(Action item):
Pictures do not belong in the copy; transcribe everything else in the records exactly.

■ ■ ■

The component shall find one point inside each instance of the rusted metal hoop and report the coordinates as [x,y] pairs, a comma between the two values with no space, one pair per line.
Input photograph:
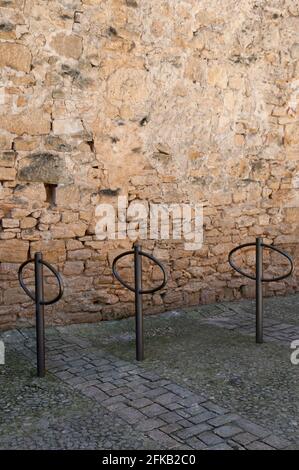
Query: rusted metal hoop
[132,289]
[271,247]
[29,293]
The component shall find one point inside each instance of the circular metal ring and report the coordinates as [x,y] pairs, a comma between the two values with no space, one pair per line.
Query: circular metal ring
[21,280]
[163,283]
[60,284]
[147,255]
[271,247]
[115,273]
[29,293]
[236,267]
[287,256]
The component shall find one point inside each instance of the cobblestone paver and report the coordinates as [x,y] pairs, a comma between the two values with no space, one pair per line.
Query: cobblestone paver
[166,412]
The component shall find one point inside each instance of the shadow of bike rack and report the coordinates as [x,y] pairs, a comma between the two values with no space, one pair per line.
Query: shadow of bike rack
[259,277]
[38,298]
[137,289]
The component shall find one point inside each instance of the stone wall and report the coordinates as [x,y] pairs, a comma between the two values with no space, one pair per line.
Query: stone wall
[160,100]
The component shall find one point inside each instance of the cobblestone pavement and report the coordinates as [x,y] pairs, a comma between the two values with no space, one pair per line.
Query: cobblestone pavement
[205,384]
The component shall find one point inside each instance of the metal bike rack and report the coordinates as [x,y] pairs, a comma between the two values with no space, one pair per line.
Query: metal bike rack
[38,298]
[259,278]
[137,289]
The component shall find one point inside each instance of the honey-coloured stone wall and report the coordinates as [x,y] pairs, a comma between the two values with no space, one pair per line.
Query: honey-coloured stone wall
[164,101]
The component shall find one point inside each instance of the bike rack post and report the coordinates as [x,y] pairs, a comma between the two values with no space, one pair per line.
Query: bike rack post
[259,278]
[38,298]
[259,290]
[138,291]
[138,303]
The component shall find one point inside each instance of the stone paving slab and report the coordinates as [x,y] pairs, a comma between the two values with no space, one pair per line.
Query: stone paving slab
[202,386]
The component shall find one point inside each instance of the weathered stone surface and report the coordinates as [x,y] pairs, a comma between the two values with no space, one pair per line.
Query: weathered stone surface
[13,251]
[162,102]
[15,56]
[7,174]
[7,159]
[68,45]
[33,123]
[67,126]
[44,167]
[53,250]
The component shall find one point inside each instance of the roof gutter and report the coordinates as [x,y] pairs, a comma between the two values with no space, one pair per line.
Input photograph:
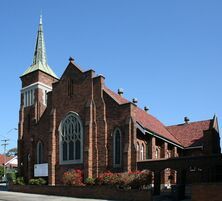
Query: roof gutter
[196,147]
[144,131]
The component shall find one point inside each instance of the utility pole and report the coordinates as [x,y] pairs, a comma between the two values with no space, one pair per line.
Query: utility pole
[5,144]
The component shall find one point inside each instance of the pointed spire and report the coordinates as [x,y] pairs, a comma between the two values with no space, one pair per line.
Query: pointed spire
[40,51]
[40,60]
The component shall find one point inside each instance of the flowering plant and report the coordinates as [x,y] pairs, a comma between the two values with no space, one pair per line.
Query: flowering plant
[73,177]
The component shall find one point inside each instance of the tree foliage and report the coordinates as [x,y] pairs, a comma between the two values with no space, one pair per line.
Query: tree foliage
[12,152]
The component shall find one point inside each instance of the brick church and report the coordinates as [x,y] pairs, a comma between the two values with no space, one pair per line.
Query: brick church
[76,121]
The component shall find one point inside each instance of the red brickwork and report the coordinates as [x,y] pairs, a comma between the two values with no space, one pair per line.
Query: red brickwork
[207,192]
[101,111]
[96,192]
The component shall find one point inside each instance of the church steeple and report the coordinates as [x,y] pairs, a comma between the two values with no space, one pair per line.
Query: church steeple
[40,60]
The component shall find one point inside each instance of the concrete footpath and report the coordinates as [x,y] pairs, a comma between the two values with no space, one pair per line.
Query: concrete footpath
[14,196]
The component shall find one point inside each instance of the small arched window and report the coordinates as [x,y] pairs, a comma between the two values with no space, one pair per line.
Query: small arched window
[142,152]
[117,148]
[147,150]
[137,151]
[157,153]
[71,139]
[39,152]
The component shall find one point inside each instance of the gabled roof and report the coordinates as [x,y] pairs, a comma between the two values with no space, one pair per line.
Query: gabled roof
[152,124]
[2,159]
[190,134]
[40,60]
[147,121]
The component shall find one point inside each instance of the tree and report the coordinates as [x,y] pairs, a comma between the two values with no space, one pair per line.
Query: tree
[1,172]
[12,152]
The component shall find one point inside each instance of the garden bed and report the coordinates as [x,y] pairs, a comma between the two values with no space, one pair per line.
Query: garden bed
[96,192]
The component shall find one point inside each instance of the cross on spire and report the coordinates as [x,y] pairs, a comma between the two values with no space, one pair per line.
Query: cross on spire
[40,59]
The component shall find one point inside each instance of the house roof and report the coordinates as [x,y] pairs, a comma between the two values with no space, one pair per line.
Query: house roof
[190,134]
[2,159]
[146,120]
[152,124]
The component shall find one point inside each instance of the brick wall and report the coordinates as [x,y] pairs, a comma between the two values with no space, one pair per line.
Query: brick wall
[96,192]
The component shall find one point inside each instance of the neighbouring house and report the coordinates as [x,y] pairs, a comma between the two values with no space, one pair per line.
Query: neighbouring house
[76,121]
[11,162]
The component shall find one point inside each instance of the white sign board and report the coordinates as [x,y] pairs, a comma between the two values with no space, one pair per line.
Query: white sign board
[41,170]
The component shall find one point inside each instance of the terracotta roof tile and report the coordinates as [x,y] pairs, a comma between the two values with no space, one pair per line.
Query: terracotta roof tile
[190,134]
[146,120]
[152,124]
[2,159]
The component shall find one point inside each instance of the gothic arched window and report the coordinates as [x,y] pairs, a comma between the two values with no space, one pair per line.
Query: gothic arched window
[39,153]
[117,148]
[137,151]
[71,139]
[142,152]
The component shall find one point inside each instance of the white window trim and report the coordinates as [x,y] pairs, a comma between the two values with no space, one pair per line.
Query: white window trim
[61,162]
[115,165]
[37,154]
[142,152]
[137,151]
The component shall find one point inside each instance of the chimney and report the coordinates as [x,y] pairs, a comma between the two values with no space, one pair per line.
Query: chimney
[186,120]
[71,59]
[135,101]
[120,91]
[146,109]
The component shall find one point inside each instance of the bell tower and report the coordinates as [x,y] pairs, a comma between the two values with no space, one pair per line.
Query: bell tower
[36,83]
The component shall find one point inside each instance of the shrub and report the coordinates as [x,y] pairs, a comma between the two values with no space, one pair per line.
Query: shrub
[133,180]
[20,181]
[90,181]
[11,177]
[39,181]
[73,177]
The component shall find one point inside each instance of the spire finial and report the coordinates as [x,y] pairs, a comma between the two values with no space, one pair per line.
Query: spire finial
[39,60]
[40,20]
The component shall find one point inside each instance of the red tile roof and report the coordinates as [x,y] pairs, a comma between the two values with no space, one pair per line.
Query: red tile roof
[190,134]
[152,124]
[2,159]
[146,120]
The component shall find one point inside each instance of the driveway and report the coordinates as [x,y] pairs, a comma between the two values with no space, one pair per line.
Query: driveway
[14,196]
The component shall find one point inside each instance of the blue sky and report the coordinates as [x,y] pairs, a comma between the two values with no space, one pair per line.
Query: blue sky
[167,54]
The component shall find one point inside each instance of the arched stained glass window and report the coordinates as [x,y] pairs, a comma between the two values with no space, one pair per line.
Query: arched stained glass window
[39,153]
[137,151]
[142,152]
[117,148]
[71,139]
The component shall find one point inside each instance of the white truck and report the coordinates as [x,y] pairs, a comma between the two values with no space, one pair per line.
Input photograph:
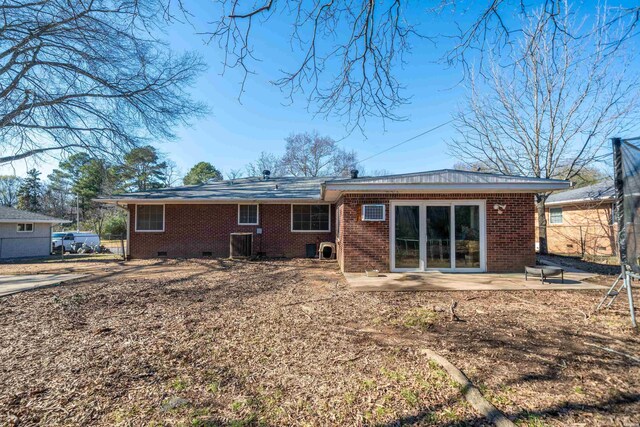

■ ■ ■

(Output of the task):
The component shall find one point inside each instance of the rusted metal hoop and report the coordinates as [x,y] pairs, a comma between the two values with no space, one pair per line.
Input photograph:
Query: rusted metal hoop
[132,289]
[271,247]
[29,293]
The component shall find one point inside each instance of the circular metal ring and report the coordinates as [x,y] pairs, a comma between the two values with no space, one pair per line.
Query: circular metal ring
[21,280]
[163,283]
[60,284]
[147,255]
[271,247]
[115,273]
[29,293]
[236,267]
[287,256]
The component shall find one point inside each instance of the cobblestone paver and report the coordinates as [x,y] pairs, a comma between the two values with no space, one pair per line.
Query: cobblestone paver
[166,412]
The component shall find one point inside each instance of the shadow of bike rack and report the coordinates as [x,y] pairs, a comma between the two values with no space, one pair per line.
Query: shadow of bike rack
[259,277]
[38,298]
[137,289]
The component shall find one point inside each instance of the stone wall and report the coordinates as [x,y] pairs, a comma between the two values with no space, one pair per line.
Query: stone wall
[160,100]
The component shall find one point inside each instance of the cobblestone pavement and report the coordinates as [x,y] pairs, a comma between the two values with no space, one pair per line.
Query: cobblestone pavement
[205,384]
The component shall find one point inside each instance of the metal bike rack and report the coordinates as [x,y] pairs, a comma between the two values with no space, one pair per line.
Query: metal bike rack
[38,298]
[259,278]
[137,289]
The component shall find one point inside each instance of the honey-coloured stone wall and report the coordinates as [x,y] pairs, a comma between the two values with no space, one pair per line.
Query: honey-coloured stone wall
[164,101]
The component shall find one point inside each instance of the bike rack post and report the coordinates as [x,y] pairs, a comma between the two values with no space, one pair per line.
Query: bike rack post
[259,278]
[38,298]
[259,290]
[138,291]
[138,303]
The component shall find one point inside each instance of the stone paving slab and report the coordinates as [x,y] pairs, a comma between the two values with no space, one pair per line.
Query: stone paving slab
[202,386]
The component shall find one point inside each instance of the weathered stone surface and report the coordinates as [x,y] pairs, a comma between the two values with no space, one pair per line.
Query: weathered stone surface
[13,251]
[162,102]
[15,56]
[7,174]
[7,159]
[68,45]
[33,123]
[67,126]
[44,167]
[53,250]
The component shall find one point inside each instance of the roof gutter and report the coordinates as [x,y] pairs, a comma between the two values with no space, one pair per line.
Input photograph:
Query: roof gutter
[196,147]
[144,131]
The component shall find one point inside each instance of the utility pole and report the coordinates as [x,y] pairs, a comma between the two values with no space, one pair per line.
Query: utility pole
[5,144]
The component shall find one point inside each instance of the pointed spire and report the coordinates as [x,y] pairs, a comma between the two values with no space, one pair per line.
Query: pointed spire
[40,51]
[40,60]
The component shall find one point inside each instance of the flowering plant and report the coordinates as [x,y] pairs, a comma between the two values with no space, one pair per line.
Query: flowering plant
[73,177]
The component shall find one point inside each instance of the tree foliage and report the coordinates as [x,y] pairs, a comma between the two values with no space, one pair per line.
Query: tree foliage
[12,152]
The component shall find one point inside each instance of the brick church and report the coordinates as [x,y] pairs, a comma between the two values with no space, one pair per line.
Query: brick church
[76,121]
The component shall find one point inside each instance of the red brickwork and report the coordinates as [x,y] pairs, a comma between the two values with no space, one pair per line.
Query: red brickwork
[207,192]
[101,111]
[96,192]
The component shall find one point inside each instance of the church steeple and report the coordinates as [x,y] pairs, a comma between the two values with no space, one pair per line.
Query: church steeple
[40,60]
The component shall find one point inside each instance of the concrete footpath and report the coordinates as [x,y] pairs, a comma between the two values with no space, one pair per line.
Query: concrete footpath
[14,196]
The component shall find one point inside each instance of the small arched window and report the coordinates as [x,y] pairs, a comma between the two values with no space, one pair per line.
Query: small arched window
[142,152]
[117,148]
[147,150]
[137,151]
[157,153]
[71,139]
[39,152]
The component shall find one point inside each instance of the gabled roof and report the coordinates as [x,y] pairs, a comma between the two values with no space, one pair per line.
Query: gabled roof
[152,124]
[2,159]
[190,134]
[40,60]
[147,121]
The component shall find one point inside each instance of the tree and report the coordinates as [x,y] pairs, a comma between the two values with no space, one pair per line.
Query: tree
[1,172]
[12,152]
The component shall find one point inside each instance of the garden bed and report the coordinates as [x,y] pairs, a comma between the two values with no space, one pair per line.
Query: garden bed
[96,192]
The component shall find one point inside each instance of the cross on spire and report the coordinates as [x,y] pairs, a comma between the two values with no space, one pair per line.
Query: cross on spire
[40,59]
The component shall find one point inside each instance of the house roof and report the coordinates as [x,y] pairs, a comma between the two values with no space, one pair per line.
Query: house roof
[190,134]
[2,159]
[146,120]
[152,124]
The component shall find one point inside each instance of the brick wall and report the coordinates as [x,y] pairs, a comma between the two values with no space, one pair per line.
Query: brick wall
[96,192]
The component shall find one point inside each instance of the neighbouring house and report the coordinates as [x,y] pairs, a comma between the two values with no space, one pair per line.
Query: neighbouring house
[76,121]
[11,162]
The component shall find one point inside each instance of the white sign board and report the coordinates as [x,y] pairs, a comma between the two values with no space, one pair per line.
Query: white sign board
[41,170]
The component shall find one point inside each instance of the terracotta roof tile and report the coordinates as [x,y] pairs, a comma between the two values with no space, one pair per line.
Query: terracotta roof tile
[190,134]
[146,120]
[152,124]
[2,159]
The component shall find one point inside each instance of the gothic arched window and report the coordinates as [x,y] pairs, a comma between the two values with no space, one pair per line.
Query: gothic arched window
[39,153]
[117,148]
[137,151]
[71,139]
[142,152]
The component shall find one point inside each instance of the white window trim and report the coordinates as [x,y] pairs, a comma between the two values with no space, one pair per line.
Query: white window trim
[61,162]
[115,165]
[37,154]
[142,152]
[137,151]
The component shall find one point inside each instance of the chimney and report the coordinates as [x,y] pairs, a comma between the two values with no space, one pair per line.
Query: chimney
[186,120]
[71,59]
[135,101]
[120,91]
[146,109]
The component shall find one point inside each instance of the bell tower and report the coordinates as [x,y] pairs, a comma between the two values with no space, one pair per line.
Query: bell tower
[36,83]
The component shall find one point inside each instance of the shrub and report the coordinates as [x,y] pairs, a comma between the two values with no space, one pair per line.
Query: shrub
[133,180]
[20,181]
[90,181]
[11,177]
[39,181]
[73,177]
The component shall find one point inside each instance of the spire finial and report the coordinates as [x,y] pairs, a comma between the two values with no space, one pair per line.
Query: spire finial
[39,60]
[40,20]
The component shall find one point inside each instance of the red tile roof and report the coordinates as [x,y] pairs, a comma between the two values with no space, one pair per line.
Query: red tile roof
[190,134]
[152,124]
[2,159]
[146,120]
The component shall find one point inside each instance of the driveway and report the coordinates as [x,y] pairs, a comma between the two values with no space, one pair per line.
Query: driveway
[14,196]
The component shall find one point inside each instance of the blue sky and report the coordinates as [x,y] pairs, a comma between the two values with no space, one pair per line.
Query: blue sky
[167,54]
The component shall find one point inside each instance of the arched stained glass window and report the coordinates as [x,y] pairs, a comma between the two values with no space, one pair per line.
Query: arched stained glass window
[39,153]
[137,151]
[142,152]
[117,148]
[71,139]
The component shall find one point inside each instance of the white truck and report the coordinates as [x,y] pairs, a comma between the two values with no space, one pair per line.
Input photograph:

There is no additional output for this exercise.